- [TASK ITEM A] In the passage about first hearing David Bowie, translate the sentence "From the first listen I was bowled over." into Spanish.
- [TASK ITEM B] Quote the part of the passage about first hearing David Bowie that runs from "I took it home, an" to "in a dictionary!".

- [SOURCE EXTRACT]
****************
And then one night Starman by a relative unknown (to me) called David Bowie came on Top of the Pops. He pointed his finger through the screen singing 'I had to phone someone so I picked on You-ooh-ooh' and suddenly another act was added to the pantheon of glam rock stars bringing colour and joy into my life. 

A friend of mine lent me Hunky Dory because I said I quite liked Starman (yes I know its a Ziggy tune) but when i mentioned this he said 'well you might like this stuff then'. 

I took it home, an album! I'd never had an album before let alone listened to one (aide from some rather rubbish LPs called Top of the Pops sold in Woolworths which disappointingly were all cover versions of my top songs by session musicians). 

From the first listen I was bowled over. These songs weren’t all ‘singalong’ and these lyrics weren't trivial teenage love type stuff. These lyrics meant something and in some cases they were indecipherable! Which of course to a normal impressionable young lad meant I had to try and decipher them. On every listen my mind opened a little more, the questions increased…what could he mean by ‘Mickey Mouse has grown up a cow’ or by ‘I’m not a prophet or a tone age man, just a mortal with potential of a superman’ and even more obscurely ‘he’s Chameleon, comedian Corinthian and caricature’! I had to look some of these words up in a dictionary!
****************
- [DATA EXTRACTS]
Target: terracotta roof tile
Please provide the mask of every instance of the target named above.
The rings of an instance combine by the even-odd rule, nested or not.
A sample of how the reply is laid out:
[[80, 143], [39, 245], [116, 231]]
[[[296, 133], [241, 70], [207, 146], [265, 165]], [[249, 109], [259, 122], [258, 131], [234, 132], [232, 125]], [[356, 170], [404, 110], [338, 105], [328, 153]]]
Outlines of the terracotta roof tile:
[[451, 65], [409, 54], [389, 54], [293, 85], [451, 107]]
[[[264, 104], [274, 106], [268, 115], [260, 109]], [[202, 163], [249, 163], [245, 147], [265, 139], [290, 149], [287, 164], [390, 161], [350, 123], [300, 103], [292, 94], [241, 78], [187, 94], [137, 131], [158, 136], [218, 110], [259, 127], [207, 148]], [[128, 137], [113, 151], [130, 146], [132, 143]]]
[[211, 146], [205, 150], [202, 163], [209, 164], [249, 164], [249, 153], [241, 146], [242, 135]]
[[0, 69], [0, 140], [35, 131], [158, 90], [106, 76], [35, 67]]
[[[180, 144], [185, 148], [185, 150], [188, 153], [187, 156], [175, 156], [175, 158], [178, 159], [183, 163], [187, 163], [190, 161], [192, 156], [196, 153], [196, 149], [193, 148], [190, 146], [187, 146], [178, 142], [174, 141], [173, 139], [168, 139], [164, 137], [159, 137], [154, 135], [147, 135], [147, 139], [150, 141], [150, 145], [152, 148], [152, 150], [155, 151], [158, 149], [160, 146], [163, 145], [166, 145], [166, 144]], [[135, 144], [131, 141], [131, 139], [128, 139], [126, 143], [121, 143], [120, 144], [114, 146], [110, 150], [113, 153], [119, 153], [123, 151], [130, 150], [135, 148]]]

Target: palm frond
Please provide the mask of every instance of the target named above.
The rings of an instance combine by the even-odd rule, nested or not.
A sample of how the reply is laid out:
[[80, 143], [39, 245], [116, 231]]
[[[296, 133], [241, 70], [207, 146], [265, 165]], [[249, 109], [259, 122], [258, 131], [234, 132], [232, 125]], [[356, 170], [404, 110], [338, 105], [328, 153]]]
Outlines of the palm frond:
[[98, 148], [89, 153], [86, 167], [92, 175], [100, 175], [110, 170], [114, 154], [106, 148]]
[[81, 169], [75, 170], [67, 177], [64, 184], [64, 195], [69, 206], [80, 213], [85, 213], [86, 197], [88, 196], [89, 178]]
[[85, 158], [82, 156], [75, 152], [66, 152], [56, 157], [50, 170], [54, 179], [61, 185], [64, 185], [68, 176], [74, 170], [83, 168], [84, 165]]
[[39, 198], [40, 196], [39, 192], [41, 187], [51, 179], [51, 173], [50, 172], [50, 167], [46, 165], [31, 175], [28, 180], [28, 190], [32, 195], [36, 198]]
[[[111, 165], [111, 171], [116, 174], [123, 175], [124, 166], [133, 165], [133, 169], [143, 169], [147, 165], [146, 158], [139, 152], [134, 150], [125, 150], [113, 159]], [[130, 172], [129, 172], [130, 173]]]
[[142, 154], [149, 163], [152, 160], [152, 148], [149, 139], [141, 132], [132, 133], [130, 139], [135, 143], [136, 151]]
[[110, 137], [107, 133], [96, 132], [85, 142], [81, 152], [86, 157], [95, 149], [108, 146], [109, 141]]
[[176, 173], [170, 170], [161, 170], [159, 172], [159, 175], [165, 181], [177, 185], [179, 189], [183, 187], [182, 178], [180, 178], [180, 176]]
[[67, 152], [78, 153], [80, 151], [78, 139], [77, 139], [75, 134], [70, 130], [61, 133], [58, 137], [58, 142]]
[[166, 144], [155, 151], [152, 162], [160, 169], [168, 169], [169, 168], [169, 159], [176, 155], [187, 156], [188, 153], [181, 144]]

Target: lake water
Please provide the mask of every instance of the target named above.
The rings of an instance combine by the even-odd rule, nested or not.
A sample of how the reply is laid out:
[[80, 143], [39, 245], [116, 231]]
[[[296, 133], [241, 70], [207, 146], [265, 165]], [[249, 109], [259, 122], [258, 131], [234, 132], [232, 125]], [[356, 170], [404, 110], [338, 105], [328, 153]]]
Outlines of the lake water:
****************
- [WRITTEN ANSWER A] Desde la primera escucha quedé deslumbrado.

- [WRITTEN ANSWER B]
I took it home, an album! I'd never had an album before let alone listened to one (aide from some rather rubbish LPs called Top of the Pops sold in Woolworths which disappointingly were all cover versions of my top songs by session musicians). 

From the first listen I was bowled over. These songs weren’t all ‘singalong’ and these lyrics weren't trivial teenage love type stuff. These lyrics meant something and in some cases they were indecipherable! Which of course to a normal impressionable young lad meant I had to try and decipher them. On every listen my mind opened a little more, the questions increased…what could he mean by ‘Mickey Mouse has grown up a cow’ or by ‘I’m not a prophet or a tone age man, just a mortal with potential of a superman’ and even more obscurely ‘he’s Chameleon, comedian Corinthian and caricature’! I had to look some of these words up in a dictionary!